AIM OF THE EXERCISE:
Copy out exactly the lines from the line containing "[locate] the building balcony" to the end of the listing.

GIVEN INFORMATION:
..........
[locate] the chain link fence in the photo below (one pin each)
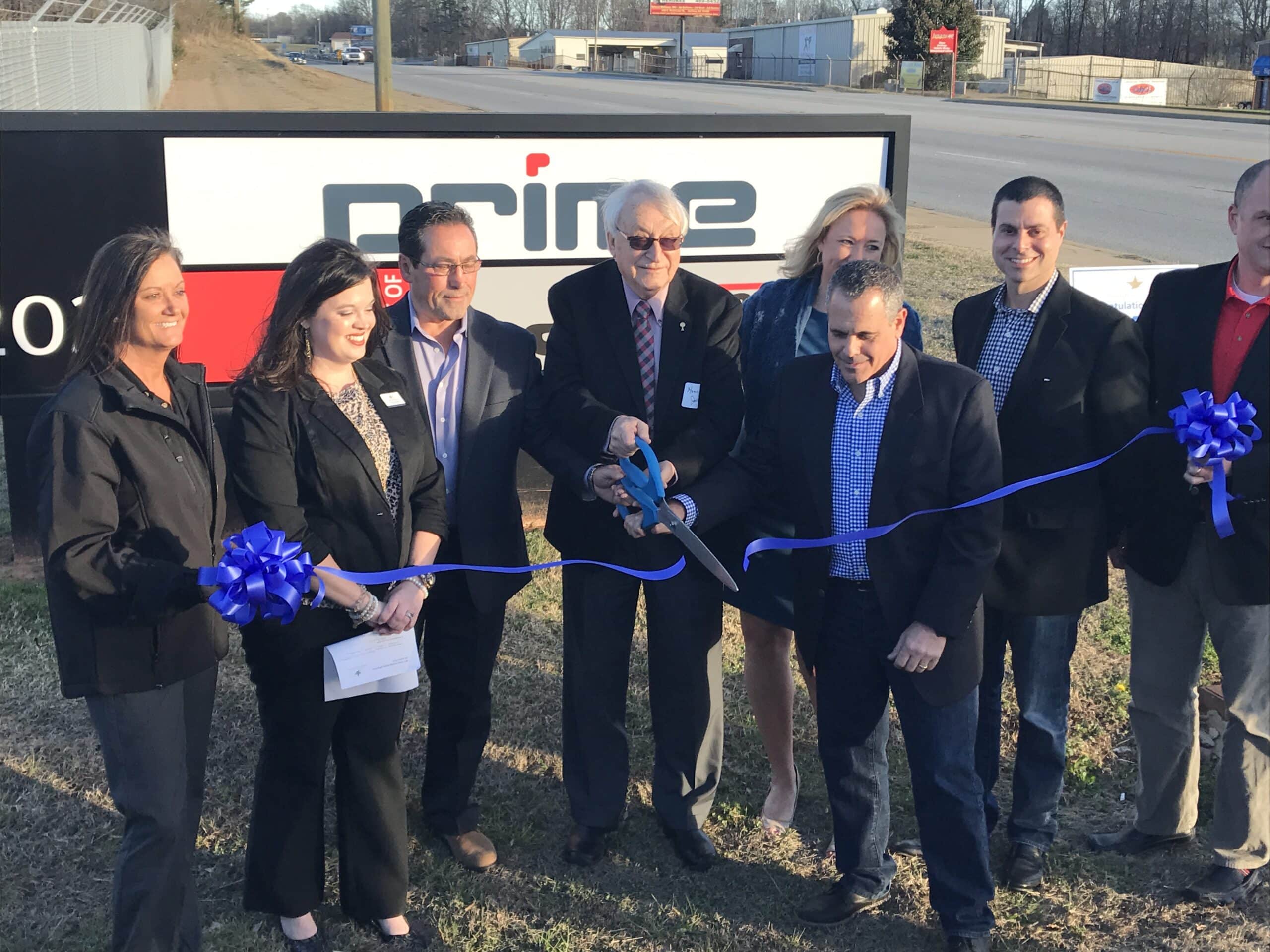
(76, 55)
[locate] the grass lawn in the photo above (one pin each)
(59, 829)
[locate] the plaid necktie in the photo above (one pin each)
(645, 351)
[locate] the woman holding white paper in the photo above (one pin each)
(325, 447)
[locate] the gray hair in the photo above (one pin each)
(632, 194)
(855, 278)
(1248, 178)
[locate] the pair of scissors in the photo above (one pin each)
(649, 492)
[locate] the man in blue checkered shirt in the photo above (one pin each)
(858, 438)
(1069, 382)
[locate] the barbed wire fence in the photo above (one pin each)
(84, 55)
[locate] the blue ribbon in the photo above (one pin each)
(1210, 431)
(261, 572)
(1207, 428)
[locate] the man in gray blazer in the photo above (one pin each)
(478, 386)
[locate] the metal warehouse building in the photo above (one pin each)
(574, 49)
(841, 50)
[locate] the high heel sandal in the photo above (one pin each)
(774, 827)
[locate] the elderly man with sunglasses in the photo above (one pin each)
(640, 348)
(477, 384)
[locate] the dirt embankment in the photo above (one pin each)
(235, 74)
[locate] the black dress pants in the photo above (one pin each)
(685, 662)
(155, 749)
(285, 851)
(460, 648)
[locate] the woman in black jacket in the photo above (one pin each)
(327, 447)
(131, 504)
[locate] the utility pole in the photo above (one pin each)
(382, 58)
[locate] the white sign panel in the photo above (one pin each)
(1124, 287)
(1142, 92)
(531, 198)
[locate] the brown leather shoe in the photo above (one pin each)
(473, 851)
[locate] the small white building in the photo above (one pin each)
(836, 51)
(575, 50)
(496, 53)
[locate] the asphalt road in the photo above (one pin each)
(1146, 186)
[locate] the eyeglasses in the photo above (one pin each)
(444, 270)
(642, 243)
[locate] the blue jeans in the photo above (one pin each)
(854, 681)
(1040, 652)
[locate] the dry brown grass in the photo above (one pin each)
(59, 829)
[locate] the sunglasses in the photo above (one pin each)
(642, 243)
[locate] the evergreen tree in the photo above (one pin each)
(908, 36)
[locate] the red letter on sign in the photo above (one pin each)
(536, 160)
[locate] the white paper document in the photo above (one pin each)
(371, 663)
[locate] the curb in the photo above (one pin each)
(1094, 111)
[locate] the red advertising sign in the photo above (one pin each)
(690, 8)
(944, 41)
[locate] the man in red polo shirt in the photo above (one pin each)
(1207, 329)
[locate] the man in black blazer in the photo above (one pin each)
(1205, 329)
(860, 437)
(1069, 382)
(478, 385)
(640, 347)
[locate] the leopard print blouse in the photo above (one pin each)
(356, 404)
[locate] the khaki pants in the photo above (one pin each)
(1167, 633)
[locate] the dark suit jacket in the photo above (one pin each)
(502, 414)
(300, 466)
(939, 448)
(592, 379)
(1178, 324)
(1080, 393)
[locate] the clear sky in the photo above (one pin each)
(266, 8)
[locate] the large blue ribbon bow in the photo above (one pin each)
(1206, 427)
(1212, 431)
(261, 572)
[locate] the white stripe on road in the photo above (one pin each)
(982, 158)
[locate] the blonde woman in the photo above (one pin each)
(783, 320)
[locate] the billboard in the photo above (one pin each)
(1153, 92)
(657, 8)
(532, 184)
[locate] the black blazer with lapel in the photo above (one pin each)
(1179, 323)
(502, 414)
(300, 466)
(592, 377)
(939, 448)
(1080, 393)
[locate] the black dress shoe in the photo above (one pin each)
(1133, 842)
(586, 844)
(1221, 885)
(413, 940)
(1025, 867)
(693, 847)
(837, 905)
(968, 944)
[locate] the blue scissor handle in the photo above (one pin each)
(647, 490)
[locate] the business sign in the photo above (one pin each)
(912, 74)
(944, 41)
(1124, 287)
(806, 51)
(1153, 92)
(690, 8)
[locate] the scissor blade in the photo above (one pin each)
(695, 546)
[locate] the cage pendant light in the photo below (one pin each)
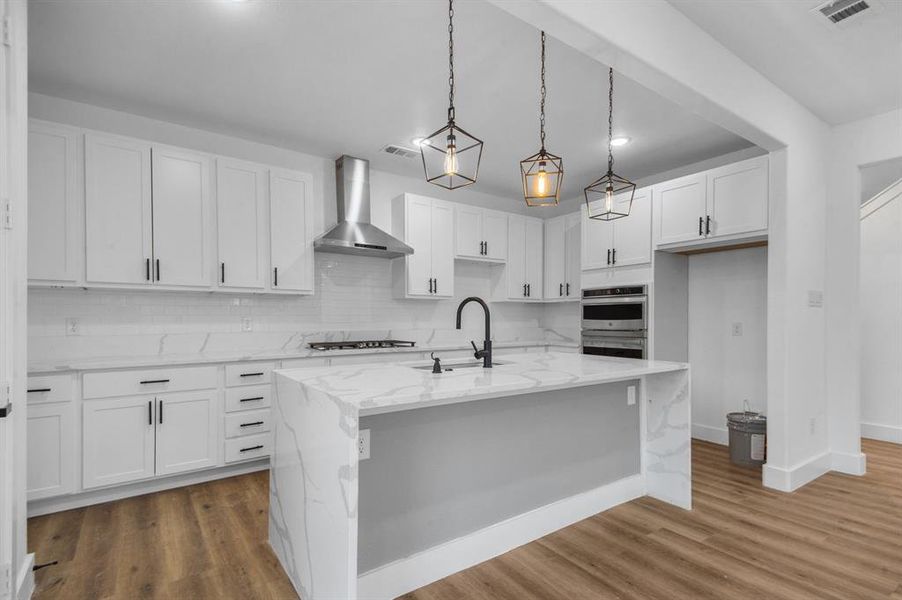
(611, 196)
(451, 155)
(543, 172)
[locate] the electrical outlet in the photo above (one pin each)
(72, 327)
(363, 444)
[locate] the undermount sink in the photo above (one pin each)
(458, 365)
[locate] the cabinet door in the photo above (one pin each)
(534, 258)
(241, 225)
(51, 450)
(468, 229)
(680, 204)
(597, 242)
(291, 231)
(516, 258)
(117, 440)
(52, 203)
(555, 258)
(442, 225)
(737, 197)
(188, 431)
(117, 210)
(572, 239)
(418, 235)
(632, 234)
(494, 232)
(181, 209)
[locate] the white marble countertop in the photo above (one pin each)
(167, 360)
(390, 387)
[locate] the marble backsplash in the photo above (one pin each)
(353, 301)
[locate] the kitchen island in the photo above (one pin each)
(465, 464)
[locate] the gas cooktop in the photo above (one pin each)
(361, 344)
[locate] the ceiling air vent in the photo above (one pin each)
(401, 151)
(840, 13)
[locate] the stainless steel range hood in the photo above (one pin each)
(354, 234)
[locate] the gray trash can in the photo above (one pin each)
(748, 437)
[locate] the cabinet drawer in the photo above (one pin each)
(148, 381)
(246, 448)
(248, 374)
(50, 388)
(248, 423)
(247, 398)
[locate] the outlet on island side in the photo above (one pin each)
(363, 444)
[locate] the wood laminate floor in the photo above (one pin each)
(839, 538)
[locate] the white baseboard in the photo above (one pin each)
(25, 579)
(791, 479)
(884, 433)
(715, 435)
(45, 506)
(408, 574)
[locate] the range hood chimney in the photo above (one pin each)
(354, 234)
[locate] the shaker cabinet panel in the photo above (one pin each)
(53, 223)
(117, 210)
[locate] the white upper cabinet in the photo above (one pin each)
(722, 204)
(737, 198)
(291, 231)
(480, 234)
(118, 229)
(53, 203)
(181, 213)
(681, 206)
(620, 242)
(241, 224)
(562, 258)
(427, 226)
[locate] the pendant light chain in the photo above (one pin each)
(542, 104)
(611, 120)
(451, 60)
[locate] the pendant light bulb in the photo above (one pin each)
(451, 166)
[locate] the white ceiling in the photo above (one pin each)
(841, 75)
(350, 77)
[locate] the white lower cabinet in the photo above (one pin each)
(134, 438)
(51, 450)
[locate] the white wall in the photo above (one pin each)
(881, 317)
(727, 288)
(853, 145)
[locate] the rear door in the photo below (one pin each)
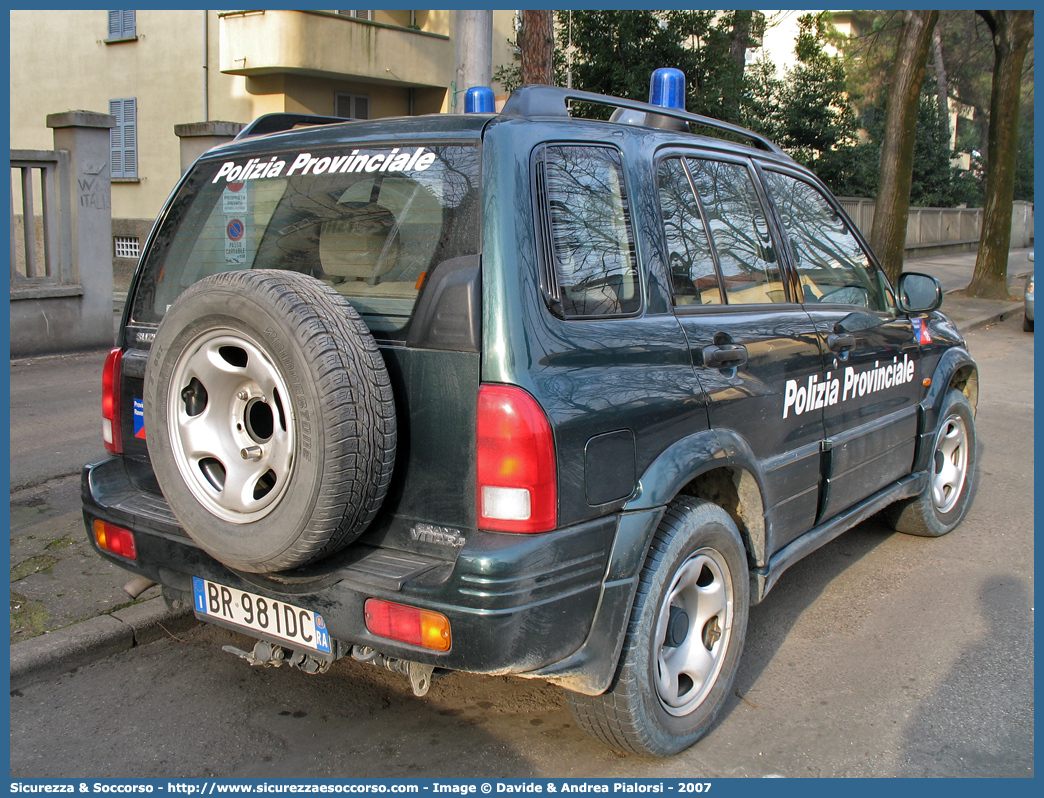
(749, 337)
(871, 356)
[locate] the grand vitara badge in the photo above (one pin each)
(395, 160)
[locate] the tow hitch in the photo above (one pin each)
(420, 676)
(267, 655)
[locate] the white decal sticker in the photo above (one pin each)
(396, 160)
(234, 198)
(817, 394)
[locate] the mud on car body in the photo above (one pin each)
(518, 393)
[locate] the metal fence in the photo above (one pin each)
(40, 235)
(926, 227)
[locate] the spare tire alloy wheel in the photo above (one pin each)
(685, 638)
(270, 419)
(231, 436)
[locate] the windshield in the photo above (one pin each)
(372, 221)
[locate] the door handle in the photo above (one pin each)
(840, 343)
(725, 356)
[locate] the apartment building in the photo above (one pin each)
(157, 69)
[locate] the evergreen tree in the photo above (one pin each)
(816, 116)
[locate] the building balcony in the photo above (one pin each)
(324, 44)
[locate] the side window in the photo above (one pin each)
(688, 251)
(590, 264)
(831, 264)
(739, 230)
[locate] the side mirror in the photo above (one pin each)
(919, 294)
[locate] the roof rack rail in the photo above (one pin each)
(535, 100)
(280, 122)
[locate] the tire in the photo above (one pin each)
(945, 500)
(655, 705)
(270, 419)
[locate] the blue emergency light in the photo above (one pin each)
(479, 99)
(667, 88)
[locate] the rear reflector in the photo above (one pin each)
(111, 432)
(115, 539)
(409, 625)
(515, 462)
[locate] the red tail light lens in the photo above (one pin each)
(409, 625)
(115, 539)
(111, 403)
(517, 474)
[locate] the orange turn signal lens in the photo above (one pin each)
(409, 625)
(115, 539)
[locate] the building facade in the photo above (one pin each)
(157, 69)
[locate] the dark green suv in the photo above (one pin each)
(518, 393)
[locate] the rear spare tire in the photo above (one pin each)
..........
SOLUTION TO THE EXERCISE:
[locate] the building balcony in the photo above (one pin each)
(324, 44)
[locate] the side window in the photo above (one pin each)
(688, 251)
(590, 264)
(831, 264)
(739, 230)
[locate] the side mirror in the photo above (one pin each)
(919, 294)
[locate] the roof rack rail in the photo above (one pin each)
(535, 100)
(280, 122)
[locate] the tire in the photo above (one pin each)
(945, 500)
(655, 705)
(270, 419)
[locate] the blue emergency light in the photo above (one pin each)
(479, 99)
(667, 88)
[locate] the rear reflector in the photo above (one pin each)
(111, 432)
(115, 539)
(409, 625)
(515, 462)
[locate] the red tail light lens in the photo above (one pin each)
(409, 625)
(115, 539)
(111, 403)
(517, 474)
[locate] the orange turn signal lens in the photo above (one pin each)
(409, 625)
(115, 539)
[locate] the building facade in the photo above (one pin each)
(157, 69)
[locate] the dark green suv in the photo above (one pin each)
(518, 393)
[locate] the rear spare tire in the photo above (one pin each)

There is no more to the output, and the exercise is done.